It already runs at a deficit?
You said that the federal prison system currently makes 5.8 billion and loses 182 billion every year. So unless you think the relatively small number of maxsec inmates being forced to perform slave labor could make up 177 BILLION dollars, they would STILL run at a deficit.
The main point that didn't come up imo is that maxsec prisoners are maxsec for a reason. Usually they aren't placed there for their crimes, but to prevent more violence in the prison itself. This includes inmates who commit assault/murder in prison, high profile cases where they're likely to get murdered themselves if put in a regular prison, and gang members and leaders. This is a very different category from the run of the mill rapists and murderers that you two kept bringing up. This is a class of prisoners that are extra difficult to work with, and can barely be trusted to eat in a cafeteria together without killing each other, much less doing jobs with tools and the like. My expectation would be that if there were any easy profit to be made employing maxsec prisoners in addition to the prisoners already doing $5.8 billion of work already, it would already be being done.
"The main point that PRO brings up is that the prison system runs at a massive deficit and this could be alleviated by slave labor. The most relevant counterargument in my opinion on the part of CON as this is a economically motivated argument was that of COST. Through a quote, CON brings up that there are costs associated with employing prison inmates in addition to the regular costs of just keeping them in prison, such as transportation and training. Pro mainly dismisses this argument saying that without statistics it doesn't prove anything."
Well yeah, he didn't prove anything. He didn't prove it would now be run at a deficit. The debate, as you said, was simply speculation. I cant combat the point as it's literally impossible to find statistics on it. Same for him. Its not like that information is laying around on the net and i intentionally ignored it, it simply isn't. He was doing guesswork like me too but my guess work is unjustified and his isn't?

==============================

WORK TASK A: List every group of inmates that the prison labor discussion above names as typically held in maximum security.
WORK TASK B: Write the next part of the prison labor discussion above, picking up after its final sentence.

DATA:
==============================

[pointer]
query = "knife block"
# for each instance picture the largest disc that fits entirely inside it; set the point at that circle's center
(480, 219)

==============================

ANSWER A:
- Inmates who commit assault/murder in prison
- High profile cases where they're likely to get murdered themselves if put in a regular prison
- Gang members and leaders

ANSWER B:
If you give me the heavier burden of proof (understandably) then i admittedly lost the debate. If you don't, i cant see a loss as being justified.
That sounds like an amazing idea until a prisoner intentionally sets his bed on fire to kill himself.
perhaps something more like this,
https://youtu.be/IlaNKKHzNKQ
That's a really good video, thank you for sharing. If someone has no arms and legs they cannot riot. Although on a personal note im very much in favour of rehabilitatory justice. A vengeance based justice system stops pretty much nothing. A fire will not put out a fire, therefore only the opposite of hate will rid it.
placing all prisoners in hospital beds tends to cut down on riots
https://youtu.be/_flYlbBpSok
Its a troll debate. I like thinking of extreme ideas and seeing how far i can take them.
if you don't believe in human-rights for all humans, you don't believe in human-rights
A slave is someone who has minimal rights of their own, or becomes property. There is of course property laws, hence you can have laws against treatment of slaves as has been the case through most of history.
You mean labor? You can’t just call them slaves.
Please fix this road near vulnerable people.